___ DATASET CONTENT

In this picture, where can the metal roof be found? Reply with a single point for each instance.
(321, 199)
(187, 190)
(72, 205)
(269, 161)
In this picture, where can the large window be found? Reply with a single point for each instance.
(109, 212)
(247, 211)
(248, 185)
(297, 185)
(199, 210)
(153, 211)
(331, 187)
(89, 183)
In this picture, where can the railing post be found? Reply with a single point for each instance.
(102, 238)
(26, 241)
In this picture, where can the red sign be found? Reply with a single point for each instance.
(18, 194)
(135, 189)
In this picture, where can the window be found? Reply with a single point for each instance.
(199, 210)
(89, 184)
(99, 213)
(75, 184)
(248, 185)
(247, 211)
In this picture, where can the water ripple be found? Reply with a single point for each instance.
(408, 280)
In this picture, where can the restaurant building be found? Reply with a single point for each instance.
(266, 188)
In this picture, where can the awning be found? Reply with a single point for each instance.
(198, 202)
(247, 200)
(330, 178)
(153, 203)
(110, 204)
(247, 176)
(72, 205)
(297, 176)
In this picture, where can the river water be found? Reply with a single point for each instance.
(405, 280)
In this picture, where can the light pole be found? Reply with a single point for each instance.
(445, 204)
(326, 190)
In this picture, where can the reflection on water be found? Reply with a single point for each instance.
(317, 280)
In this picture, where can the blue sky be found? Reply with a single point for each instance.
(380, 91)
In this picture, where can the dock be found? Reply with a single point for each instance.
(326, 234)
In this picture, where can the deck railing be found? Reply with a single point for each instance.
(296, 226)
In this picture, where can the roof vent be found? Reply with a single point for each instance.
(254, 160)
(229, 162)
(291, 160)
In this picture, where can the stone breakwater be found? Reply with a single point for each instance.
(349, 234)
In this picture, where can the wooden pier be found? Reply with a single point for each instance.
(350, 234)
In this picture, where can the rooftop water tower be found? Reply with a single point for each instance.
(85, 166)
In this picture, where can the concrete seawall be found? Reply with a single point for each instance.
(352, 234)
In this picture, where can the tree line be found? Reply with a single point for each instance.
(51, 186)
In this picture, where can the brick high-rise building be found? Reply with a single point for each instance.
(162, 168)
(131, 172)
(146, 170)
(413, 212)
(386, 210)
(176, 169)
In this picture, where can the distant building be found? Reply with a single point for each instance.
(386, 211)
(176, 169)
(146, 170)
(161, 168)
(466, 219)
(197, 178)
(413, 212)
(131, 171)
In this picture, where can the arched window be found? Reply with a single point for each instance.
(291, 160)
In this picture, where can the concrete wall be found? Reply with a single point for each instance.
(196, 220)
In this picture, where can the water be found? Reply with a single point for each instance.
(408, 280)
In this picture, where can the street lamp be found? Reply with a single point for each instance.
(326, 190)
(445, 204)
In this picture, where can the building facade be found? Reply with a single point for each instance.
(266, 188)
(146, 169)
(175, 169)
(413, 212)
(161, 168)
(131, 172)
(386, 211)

______

Every entry above needs to be quoted exactly.

| ANSWER TO THIS PROBLEM |
In this picture, where can the metal roof be found? Reply with a single point for each instance.
(321, 199)
(187, 190)
(72, 205)
(269, 161)
In this picture, where can the large window be found? Reply with a single point for each instance.
(109, 212)
(247, 211)
(248, 185)
(297, 185)
(199, 210)
(153, 211)
(331, 187)
(89, 183)
In this picture, where can the railing post be found? Reply with a single point for each instance.
(102, 238)
(26, 241)
In this picture, where can the red sign be found? Reply with a single point for each instance.
(18, 194)
(135, 189)
In this picture, where can the window be found? Reply with a single point for each instance.
(199, 210)
(89, 184)
(99, 213)
(75, 184)
(248, 185)
(247, 211)
In this picture, where can the water ripple be found? Reply with a single point for each instance.
(408, 280)
In this picture, where can the restaurant building be found? Reply with a single point for each instance.
(266, 188)
In this picture, where can the awning be found? Reply with a single point for each instance.
(198, 202)
(247, 200)
(330, 178)
(153, 203)
(110, 204)
(247, 176)
(72, 205)
(297, 176)
In this picture, where can the river water be found? Reply with a single point for each instance.
(405, 280)
In this picture, where can the light pole be found? Reply with a single point for each instance.
(445, 204)
(326, 190)
In this picture, where can the reflection on water be found? Reply with a single point for each instance.
(317, 280)
In this picture, where can the blue sky be found? Reply with a single point for each instance.
(380, 91)
In this picture, where can the dock be found? Reply with a single point for each instance.
(326, 234)
In this picture, where can the deck railing be found? Reply with a single point for each instance.
(296, 226)
In this picture, where can the roof vent be found? Reply with a single point for each instance.
(254, 160)
(229, 162)
(291, 160)
In this picture, where can the stone breakwater be found? Reply with a single point for each instance.
(349, 234)
In this picture, where can the wooden pier be found? Reply with a single point for each instance.
(350, 234)
In this picture, where can the rooftop water tower be found? Reply with a single point for each instance.
(85, 166)
In this picture, where can the concrete seawall be found? Reply with a single point for each instance.
(352, 234)
In this picture, where can the tree line be found? Reply with a single point for each instance.
(51, 186)
In this picture, where can the brick high-rise building be found? Reply with a single point for each instance.
(162, 168)
(131, 172)
(146, 170)
(413, 212)
(386, 210)
(176, 169)
In this picture, where can the distant building be found? Reply with a single point for each instance.
(386, 211)
(176, 169)
(146, 170)
(161, 168)
(466, 219)
(197, 178)
(413, 212)
(131, 171)
In this picture, where can the arched window be found? Reply with a single point for each instance.
(291, 160)
In this picture, where can the concrete wall be found? Reply with a single point for each instance.
(196, 220)
In this picture, where can the water be found? Reply with a single point for each instance.
(408, 280)
In this picture, where can the street lamp be found? Reply with a single point for each instance.
(326, 190)
(445, 204)
In this picture, where can the building facade be found? Reply with a single point for each instance.
(266, 188)
(146, 169)
(175, 169)
(413, 212)
(161, 168)
(131, 172)
(386, 211)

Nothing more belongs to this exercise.